### What you have to do
Find every line in the listing below that contains the word "leaf" and copy each of those lines.

====

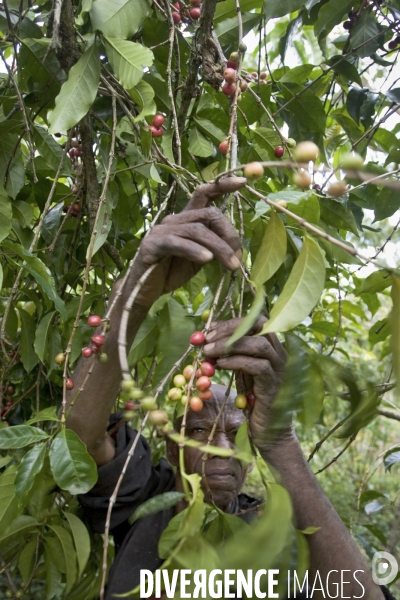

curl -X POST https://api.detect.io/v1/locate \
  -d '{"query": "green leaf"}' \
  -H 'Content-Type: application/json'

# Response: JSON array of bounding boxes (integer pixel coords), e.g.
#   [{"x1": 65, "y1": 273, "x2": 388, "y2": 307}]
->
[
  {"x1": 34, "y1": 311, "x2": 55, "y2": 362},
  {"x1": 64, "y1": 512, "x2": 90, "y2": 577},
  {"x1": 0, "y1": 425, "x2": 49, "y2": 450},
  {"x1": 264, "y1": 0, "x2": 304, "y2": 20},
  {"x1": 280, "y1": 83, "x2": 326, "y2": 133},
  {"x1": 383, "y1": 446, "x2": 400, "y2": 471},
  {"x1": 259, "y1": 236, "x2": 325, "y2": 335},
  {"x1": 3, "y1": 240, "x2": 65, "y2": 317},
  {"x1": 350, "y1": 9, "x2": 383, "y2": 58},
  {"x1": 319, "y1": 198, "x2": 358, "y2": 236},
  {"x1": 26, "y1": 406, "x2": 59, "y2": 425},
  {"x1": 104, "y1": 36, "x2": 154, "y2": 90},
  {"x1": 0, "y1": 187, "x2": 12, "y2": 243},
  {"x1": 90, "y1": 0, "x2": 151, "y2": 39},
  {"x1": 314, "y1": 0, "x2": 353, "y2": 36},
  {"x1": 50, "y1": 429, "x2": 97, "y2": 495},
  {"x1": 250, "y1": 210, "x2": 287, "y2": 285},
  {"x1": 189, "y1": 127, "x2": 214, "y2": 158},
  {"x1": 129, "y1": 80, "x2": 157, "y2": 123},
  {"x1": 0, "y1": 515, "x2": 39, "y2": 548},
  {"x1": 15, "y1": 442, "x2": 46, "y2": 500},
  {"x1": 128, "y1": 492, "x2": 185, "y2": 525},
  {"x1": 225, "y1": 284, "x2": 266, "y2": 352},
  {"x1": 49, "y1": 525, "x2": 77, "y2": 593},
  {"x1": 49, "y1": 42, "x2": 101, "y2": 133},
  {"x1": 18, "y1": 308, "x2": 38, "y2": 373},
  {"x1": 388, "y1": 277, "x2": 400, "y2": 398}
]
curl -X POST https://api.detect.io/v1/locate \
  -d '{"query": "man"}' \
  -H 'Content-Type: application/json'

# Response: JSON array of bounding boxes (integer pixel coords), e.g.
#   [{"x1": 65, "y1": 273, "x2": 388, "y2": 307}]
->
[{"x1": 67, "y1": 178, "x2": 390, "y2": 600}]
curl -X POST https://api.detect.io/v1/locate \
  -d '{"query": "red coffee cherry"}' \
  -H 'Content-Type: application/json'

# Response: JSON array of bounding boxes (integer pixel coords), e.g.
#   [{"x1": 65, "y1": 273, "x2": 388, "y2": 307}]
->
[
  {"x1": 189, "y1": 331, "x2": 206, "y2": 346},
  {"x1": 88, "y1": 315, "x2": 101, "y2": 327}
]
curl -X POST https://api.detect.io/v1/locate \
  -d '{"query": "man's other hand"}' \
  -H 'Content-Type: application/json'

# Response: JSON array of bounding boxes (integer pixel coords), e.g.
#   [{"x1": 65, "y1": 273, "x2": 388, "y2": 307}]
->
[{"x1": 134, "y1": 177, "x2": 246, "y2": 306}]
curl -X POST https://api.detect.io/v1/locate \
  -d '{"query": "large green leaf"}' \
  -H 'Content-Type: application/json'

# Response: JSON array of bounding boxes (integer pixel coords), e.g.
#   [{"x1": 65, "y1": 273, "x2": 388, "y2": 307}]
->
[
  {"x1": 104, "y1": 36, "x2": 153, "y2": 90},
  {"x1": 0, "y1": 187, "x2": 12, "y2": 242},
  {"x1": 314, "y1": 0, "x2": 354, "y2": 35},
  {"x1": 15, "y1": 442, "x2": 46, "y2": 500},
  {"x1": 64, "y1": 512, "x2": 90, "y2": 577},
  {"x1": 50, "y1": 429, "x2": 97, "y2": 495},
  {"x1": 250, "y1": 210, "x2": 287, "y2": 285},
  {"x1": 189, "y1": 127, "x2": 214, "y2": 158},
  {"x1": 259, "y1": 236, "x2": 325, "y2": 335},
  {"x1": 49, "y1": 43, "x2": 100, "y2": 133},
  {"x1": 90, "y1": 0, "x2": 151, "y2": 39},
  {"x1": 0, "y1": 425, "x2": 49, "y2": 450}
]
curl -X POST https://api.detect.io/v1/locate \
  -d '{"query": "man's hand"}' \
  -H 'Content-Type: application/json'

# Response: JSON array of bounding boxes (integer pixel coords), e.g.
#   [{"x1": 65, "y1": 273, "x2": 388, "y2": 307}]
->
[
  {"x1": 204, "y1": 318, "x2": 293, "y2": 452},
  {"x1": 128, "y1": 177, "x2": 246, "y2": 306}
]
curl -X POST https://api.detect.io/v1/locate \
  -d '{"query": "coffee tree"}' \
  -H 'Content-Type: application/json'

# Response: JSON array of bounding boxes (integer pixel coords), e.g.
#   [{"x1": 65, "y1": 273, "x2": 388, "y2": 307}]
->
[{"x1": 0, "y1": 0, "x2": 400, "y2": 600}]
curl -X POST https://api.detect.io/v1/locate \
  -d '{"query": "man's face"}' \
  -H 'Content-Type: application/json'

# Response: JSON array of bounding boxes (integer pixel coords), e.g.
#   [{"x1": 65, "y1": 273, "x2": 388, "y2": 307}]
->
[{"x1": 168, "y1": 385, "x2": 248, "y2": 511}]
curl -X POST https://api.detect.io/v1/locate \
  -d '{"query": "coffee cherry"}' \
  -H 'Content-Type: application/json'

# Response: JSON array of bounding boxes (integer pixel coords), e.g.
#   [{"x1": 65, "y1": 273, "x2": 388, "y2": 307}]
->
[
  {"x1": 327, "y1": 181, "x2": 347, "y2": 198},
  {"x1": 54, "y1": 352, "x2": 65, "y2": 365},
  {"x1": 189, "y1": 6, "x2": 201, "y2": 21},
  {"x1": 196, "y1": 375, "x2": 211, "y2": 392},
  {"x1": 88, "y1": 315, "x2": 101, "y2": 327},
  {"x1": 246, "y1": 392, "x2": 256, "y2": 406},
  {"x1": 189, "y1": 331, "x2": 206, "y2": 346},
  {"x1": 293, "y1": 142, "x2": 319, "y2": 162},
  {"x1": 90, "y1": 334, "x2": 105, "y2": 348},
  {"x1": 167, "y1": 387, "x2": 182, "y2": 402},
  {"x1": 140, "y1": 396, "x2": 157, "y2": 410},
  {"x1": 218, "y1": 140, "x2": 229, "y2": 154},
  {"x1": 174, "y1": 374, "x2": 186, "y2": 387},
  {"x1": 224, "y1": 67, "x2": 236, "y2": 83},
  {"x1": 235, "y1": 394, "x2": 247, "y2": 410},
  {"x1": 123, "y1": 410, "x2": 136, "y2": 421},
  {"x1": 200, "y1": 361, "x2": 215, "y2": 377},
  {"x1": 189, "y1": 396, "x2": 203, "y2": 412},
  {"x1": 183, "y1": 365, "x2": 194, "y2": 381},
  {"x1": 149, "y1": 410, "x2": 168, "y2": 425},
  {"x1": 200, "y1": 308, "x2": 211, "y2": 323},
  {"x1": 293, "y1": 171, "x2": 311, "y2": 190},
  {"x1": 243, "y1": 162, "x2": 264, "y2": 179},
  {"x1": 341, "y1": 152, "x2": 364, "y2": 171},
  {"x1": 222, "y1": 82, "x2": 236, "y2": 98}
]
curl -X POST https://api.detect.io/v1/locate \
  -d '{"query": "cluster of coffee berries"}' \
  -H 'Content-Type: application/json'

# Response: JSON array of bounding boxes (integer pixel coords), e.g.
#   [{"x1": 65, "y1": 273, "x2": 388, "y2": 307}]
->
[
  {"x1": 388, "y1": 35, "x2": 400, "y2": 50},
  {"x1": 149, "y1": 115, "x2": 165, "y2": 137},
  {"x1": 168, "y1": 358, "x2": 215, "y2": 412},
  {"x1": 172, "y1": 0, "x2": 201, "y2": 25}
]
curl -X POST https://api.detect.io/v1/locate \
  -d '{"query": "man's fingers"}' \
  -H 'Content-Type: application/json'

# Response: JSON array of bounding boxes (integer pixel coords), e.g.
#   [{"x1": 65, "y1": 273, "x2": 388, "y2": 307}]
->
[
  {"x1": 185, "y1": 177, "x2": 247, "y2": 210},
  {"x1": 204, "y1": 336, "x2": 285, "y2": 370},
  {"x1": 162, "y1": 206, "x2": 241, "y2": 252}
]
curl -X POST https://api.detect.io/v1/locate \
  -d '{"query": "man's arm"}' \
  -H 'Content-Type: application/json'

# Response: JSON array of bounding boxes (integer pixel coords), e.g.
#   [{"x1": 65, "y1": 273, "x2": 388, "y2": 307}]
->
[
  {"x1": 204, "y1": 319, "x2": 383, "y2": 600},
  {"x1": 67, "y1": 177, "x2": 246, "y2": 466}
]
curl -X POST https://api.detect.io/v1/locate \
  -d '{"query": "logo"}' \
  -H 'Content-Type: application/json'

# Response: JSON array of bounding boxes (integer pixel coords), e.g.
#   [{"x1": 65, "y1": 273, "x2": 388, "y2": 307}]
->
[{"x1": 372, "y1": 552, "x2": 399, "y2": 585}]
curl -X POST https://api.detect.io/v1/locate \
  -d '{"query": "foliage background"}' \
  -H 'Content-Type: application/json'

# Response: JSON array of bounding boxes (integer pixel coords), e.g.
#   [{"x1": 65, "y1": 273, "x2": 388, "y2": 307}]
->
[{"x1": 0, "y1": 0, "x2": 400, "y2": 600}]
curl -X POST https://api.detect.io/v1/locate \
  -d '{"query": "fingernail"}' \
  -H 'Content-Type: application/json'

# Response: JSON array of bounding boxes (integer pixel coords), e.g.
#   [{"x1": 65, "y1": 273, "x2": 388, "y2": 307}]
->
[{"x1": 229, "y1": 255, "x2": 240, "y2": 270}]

====

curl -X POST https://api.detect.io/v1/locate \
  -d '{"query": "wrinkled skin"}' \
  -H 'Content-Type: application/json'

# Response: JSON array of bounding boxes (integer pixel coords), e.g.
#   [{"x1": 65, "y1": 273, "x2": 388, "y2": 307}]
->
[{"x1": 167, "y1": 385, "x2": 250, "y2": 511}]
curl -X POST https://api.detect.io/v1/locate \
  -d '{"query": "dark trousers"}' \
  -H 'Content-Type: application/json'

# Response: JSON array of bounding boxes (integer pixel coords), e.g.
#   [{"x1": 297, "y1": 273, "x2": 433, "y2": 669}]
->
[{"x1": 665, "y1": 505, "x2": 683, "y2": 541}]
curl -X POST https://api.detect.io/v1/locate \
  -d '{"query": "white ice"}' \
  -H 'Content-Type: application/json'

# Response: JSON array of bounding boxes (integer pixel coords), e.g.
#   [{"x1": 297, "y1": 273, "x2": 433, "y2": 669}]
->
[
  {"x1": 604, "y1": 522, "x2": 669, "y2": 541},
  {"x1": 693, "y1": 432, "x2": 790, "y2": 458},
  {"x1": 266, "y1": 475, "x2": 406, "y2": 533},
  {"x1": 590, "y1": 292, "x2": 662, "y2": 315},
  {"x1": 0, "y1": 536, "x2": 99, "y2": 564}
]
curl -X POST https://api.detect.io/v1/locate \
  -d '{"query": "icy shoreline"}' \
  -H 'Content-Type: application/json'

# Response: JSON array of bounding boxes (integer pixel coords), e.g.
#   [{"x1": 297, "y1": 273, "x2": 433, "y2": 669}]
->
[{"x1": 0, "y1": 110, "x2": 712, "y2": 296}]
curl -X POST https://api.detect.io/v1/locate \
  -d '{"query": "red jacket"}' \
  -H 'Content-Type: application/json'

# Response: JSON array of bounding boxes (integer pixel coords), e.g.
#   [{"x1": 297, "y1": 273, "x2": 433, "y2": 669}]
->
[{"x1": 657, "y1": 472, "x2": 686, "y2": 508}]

====

### Response to the exercise
  -d '{"query": "green leaf"}' \
  -d '{"query": "large green leaf"}' \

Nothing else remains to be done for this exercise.